● Consignas
[1] Enumera todos los nombres de personajes que aparecen dentro del paréntesis del fragmento.
[2] Responde según el fragmento:
(a) ¿Qué editorial publicó el libro y en qué año?
(b) ¿Qué título tiene el primer relato?
(c) ¿Con qué colinda la Casa perdida, según el cuento "Grietas"?
[3] Transcribe del fragmento el pasaje que va desde "No es el único" hasta "infancia y adolescencia.".
#### Fragmento proporcionado ####
Un libro triste

Hay algo —palabra, idea, hipnóticas reencarnaciones de una imagen— que se repite una y otra vez en estas páginas: la Casa. O más que la Casa, es la ausencia de ella, su pérdida y reinvención memoriosa. 

Digamos que en casi todos los cuentos de este libro, Cómo conocí al sembrador de árboles (Tusquets, Barcelona, 2022), el más reciente de Abilio Estévez, se menciona o se alude a la historia de una casa perdida, y a veces esa imagen, elevada a metáfora, preside serenamente el afán de contar las historias de sus habitantes, más descasados que descastados.

Desde el primer relato, “Paisaje que ya no existe”, donde una familia intenta organizar los recuerdos de la casa natal que han tenido que dejar atrás, solo para comprobar que sus versiones no coinciden o que las fotos y referencias encargadas a otros arrastran una suerte de maldición o equívoco perpetuo, hasta el último cuento, donde un flâneur cubano acaba convertido en un homeless de Barcelona, la obsesión por el hogar perdido reaparece una y otra vez en estas historias, como un hilo más o menos evidente. 

No es el único motivo recurrente —también están el fracaso, el homoerotismo, una idea casi bíblica de la naturaleza como testigo y personaje— pero al final es como si todo convergiera hacia esa imagen de la Casa-paraíso de la que se ha sido expulsado. Un caserón que es también un tiempo nunca recobrado y, en cierta medida, víctima de una maldición que el narrador de este libro trata de conjurar sin estrépitos.

Además de la Casa y el Tiempo perdidos, aparece una ciudad, La Habana, y sobre todo un barrio, Marianao, convertido en reducto memorioso o jungla benéfica para juegos de infancia y adolescencia. 

Y hay también un desfile de personajes que son como pecios humanos que han conseguido sobrevivir a un naufragio: gente rota, marionetas, fantasmas, lúcidos pero inútiles protagonistas del momento que antecede a su muerte. (No sé cómo explicarlo, pero los nombres de muchos de ellos ―la vieja Geno, Orquídea Rodríguez, Fantino, Eladio, Salomón Arenales, Ñico Cabrerizo― tienen siempre un aire teatral, como de personajes al borde del destino.) 

Muchos son exiliados sin gloria, expatriados en los que se trasluce siempre la orfandad, viajeros inseparables de su nostalgia, o gente demediada que lleva como un lastre la otra vida que pudo haber vivido.

Como sucede en uno de los cuentos, “Grietas”, la Casa perdida de este libro colinda con un cementerio, también en ruinas, del que a veces brotan voces e historias que se resisten a ser encerradas, silenciadas. Porque el narrador de este libro no colecciona postales nostálgicas, sino que prefiere exhumar historias terribles, marcadas por la rabia y la violencia sordas, en una atmósfera rural y mítica que a veces recuerda a algunos autores del mítico Sur norteamericano: Capote, O’Connor, McCullers.
#### Entradas mostradas ####
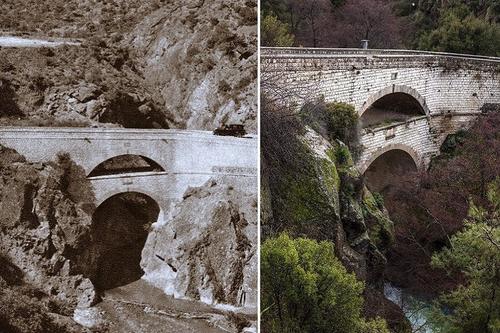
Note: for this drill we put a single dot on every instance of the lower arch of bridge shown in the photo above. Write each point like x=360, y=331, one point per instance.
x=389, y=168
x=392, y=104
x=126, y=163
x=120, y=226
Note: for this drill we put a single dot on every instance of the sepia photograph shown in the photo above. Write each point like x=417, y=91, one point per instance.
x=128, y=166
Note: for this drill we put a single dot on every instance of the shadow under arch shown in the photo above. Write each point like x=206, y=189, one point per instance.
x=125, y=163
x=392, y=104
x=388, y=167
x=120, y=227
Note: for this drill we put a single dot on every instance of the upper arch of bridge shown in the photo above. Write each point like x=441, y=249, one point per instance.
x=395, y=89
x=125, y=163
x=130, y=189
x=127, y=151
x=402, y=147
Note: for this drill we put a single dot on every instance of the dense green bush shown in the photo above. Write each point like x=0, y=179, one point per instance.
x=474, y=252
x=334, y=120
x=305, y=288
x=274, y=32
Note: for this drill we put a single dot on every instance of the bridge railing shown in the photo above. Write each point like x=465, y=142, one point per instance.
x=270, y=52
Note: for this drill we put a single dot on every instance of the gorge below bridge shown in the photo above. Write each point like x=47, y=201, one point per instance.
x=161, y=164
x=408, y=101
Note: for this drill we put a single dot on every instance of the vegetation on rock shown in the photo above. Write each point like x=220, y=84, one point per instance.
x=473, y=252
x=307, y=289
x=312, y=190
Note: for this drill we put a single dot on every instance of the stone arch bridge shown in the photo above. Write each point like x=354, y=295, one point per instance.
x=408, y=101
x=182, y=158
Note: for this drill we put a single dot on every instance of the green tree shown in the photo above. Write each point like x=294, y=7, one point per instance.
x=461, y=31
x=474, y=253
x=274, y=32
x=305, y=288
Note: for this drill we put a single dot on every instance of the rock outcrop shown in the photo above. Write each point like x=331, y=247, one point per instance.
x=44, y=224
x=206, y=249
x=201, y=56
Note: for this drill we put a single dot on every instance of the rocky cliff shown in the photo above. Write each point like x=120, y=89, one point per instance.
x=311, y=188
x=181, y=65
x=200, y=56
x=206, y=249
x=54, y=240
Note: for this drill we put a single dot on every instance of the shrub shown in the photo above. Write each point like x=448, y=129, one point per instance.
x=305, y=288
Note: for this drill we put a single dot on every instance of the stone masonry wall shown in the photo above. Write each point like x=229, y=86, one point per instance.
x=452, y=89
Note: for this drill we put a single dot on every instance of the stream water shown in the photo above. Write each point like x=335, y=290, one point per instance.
####
● Respuestas correctas
[1] la vieja Geno, Orquídea Rodríguez, Fantino, Eladio, Salomón Arenales, Ñico Cabrerizo

[2]
(a) Tusquets, en 2022.
(b) "Paisaje que ya no existe".
(c) Con un cementerio, también en ruinas.

[3]
No es el único motivo recurrente —también están el fracaso, el homoerotismo, una idea casi bíblica de la naturaleza como testigo y personaje— pero al final es como si todo convergiera hacia esa imagen de la Casa-paraíso de la que se ha sido expulsado. Un caserón que es también un tiempo nunca recobrado y, en cierta medida, víctima de una maldición que el narrador de este libro trata de conjurar sin estrépitos.

Además de la Casa y el Tiempo perdidos, aparece una ciudad, La Habana, y sobre todo un barrio, Marianao, convertido en reducto memorioso o jungla benéfica para juegos de infancia y adolescencia.